--- Start of Data shown ---
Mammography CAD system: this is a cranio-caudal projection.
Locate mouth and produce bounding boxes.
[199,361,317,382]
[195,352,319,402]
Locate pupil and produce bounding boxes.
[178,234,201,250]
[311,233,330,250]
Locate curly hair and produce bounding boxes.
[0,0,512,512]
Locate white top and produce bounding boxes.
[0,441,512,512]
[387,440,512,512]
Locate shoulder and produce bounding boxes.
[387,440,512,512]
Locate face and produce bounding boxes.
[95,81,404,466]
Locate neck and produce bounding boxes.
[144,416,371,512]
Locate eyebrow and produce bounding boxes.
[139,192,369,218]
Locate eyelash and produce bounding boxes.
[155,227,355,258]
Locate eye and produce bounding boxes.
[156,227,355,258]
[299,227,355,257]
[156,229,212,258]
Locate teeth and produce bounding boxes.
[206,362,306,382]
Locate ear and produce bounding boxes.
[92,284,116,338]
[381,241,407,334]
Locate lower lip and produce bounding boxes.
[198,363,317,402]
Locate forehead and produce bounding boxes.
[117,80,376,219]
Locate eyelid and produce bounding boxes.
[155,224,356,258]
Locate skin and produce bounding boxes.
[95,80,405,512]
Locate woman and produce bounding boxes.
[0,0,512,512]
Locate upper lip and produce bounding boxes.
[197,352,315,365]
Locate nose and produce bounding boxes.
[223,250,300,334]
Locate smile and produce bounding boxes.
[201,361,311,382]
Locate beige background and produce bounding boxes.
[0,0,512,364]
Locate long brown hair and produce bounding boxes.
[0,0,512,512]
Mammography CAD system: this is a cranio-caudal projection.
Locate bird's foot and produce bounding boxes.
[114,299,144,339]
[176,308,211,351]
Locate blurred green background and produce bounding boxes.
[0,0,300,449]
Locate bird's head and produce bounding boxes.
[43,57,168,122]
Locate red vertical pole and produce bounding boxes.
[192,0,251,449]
--- End of Data shown ---
> Exercise goal
Please reproduce, word for word, every line from the one containing "Locate forehead and produce bounding boxes." through the final line of the records, including both.

> Task output
Locate forehead and produce bounding boxes.
[117,80,376,219]
Locate eyelid and produce bounding boxes.
[155,224,356,258]
Locate skin and produce bounding boxes.
[95,80,405,512]
Locate woman and produce bounding boxes.
[0,0,512,512]
Locate upper lip and produce bounding boxes.
[197,352,315,365]
Locate nose and produce bounding boxes.
[223,250,300,334]
Locate smile and produce bounding boxes.
[201,361,311,382]
Locate beige background and produce bounding boxes.
[0,0,512,364]
Locate long brown hair and produce bounding boxes.
[0,0,512,512]
Mammography CAD system: this is a cranio-caudal projection.
Locate bird's foot and produce bounding boxes.
[114,299,144,339]
[176,308,211,351]
Locate blurred green background and produce bounding boxes.
[0,0,300,449]
Locate bird's head and produce bounding boxes.
[43,57,168,122]
Locate red vertical pole and produce bounding boxes.
[192,0,251,449]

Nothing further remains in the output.